--- Begin INFORMATION SHOWN ---
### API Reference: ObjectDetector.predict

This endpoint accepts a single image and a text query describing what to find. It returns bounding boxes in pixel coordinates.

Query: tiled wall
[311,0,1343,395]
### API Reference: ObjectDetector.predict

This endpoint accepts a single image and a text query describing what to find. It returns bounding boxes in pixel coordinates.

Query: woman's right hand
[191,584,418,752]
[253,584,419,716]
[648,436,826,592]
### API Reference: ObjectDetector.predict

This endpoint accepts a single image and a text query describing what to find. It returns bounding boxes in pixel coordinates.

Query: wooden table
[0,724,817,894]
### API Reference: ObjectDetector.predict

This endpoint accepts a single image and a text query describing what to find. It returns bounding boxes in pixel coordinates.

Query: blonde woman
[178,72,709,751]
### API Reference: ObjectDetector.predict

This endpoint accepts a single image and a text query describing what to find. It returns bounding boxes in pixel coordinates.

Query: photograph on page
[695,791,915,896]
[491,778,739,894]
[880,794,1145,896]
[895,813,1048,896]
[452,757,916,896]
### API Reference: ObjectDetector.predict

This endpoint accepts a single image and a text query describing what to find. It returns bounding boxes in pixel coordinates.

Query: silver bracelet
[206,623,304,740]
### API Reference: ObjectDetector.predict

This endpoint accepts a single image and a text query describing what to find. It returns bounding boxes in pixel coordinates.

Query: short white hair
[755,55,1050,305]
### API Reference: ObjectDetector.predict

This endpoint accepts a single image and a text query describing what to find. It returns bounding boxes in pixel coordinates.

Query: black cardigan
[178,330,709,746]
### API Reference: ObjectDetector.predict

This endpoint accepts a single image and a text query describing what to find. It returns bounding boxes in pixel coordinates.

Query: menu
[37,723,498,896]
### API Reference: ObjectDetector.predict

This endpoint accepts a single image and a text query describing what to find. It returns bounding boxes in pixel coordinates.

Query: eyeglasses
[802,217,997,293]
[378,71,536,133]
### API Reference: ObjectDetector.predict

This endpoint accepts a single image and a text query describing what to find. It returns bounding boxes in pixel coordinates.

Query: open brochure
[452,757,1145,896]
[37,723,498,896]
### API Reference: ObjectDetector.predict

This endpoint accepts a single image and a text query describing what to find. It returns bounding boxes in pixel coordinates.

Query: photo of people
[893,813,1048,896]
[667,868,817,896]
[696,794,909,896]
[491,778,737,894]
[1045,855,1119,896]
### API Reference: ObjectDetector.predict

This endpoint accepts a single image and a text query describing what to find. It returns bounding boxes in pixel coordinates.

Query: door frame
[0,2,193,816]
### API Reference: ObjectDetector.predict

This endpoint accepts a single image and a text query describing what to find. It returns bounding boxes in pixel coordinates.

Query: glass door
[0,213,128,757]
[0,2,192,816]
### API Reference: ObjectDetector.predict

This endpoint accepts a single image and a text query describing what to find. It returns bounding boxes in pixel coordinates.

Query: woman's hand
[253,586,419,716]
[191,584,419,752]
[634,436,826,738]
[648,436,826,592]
--- End INFORMATION SHOWN ---
— EXERCISE DESCRIPTION —
Pull out the lines that run from the start of the records through the line containing "[311,0,1343,395]", and copy them word for word.

— EXPECTED ANSWER —
### API Reference: ObjectDetector.predict

This endpoint accepts a single image and a text query describing what to find. It returns bounding boxes in pixel coordinates.

Query: tiled wall
[311,0,1343,395]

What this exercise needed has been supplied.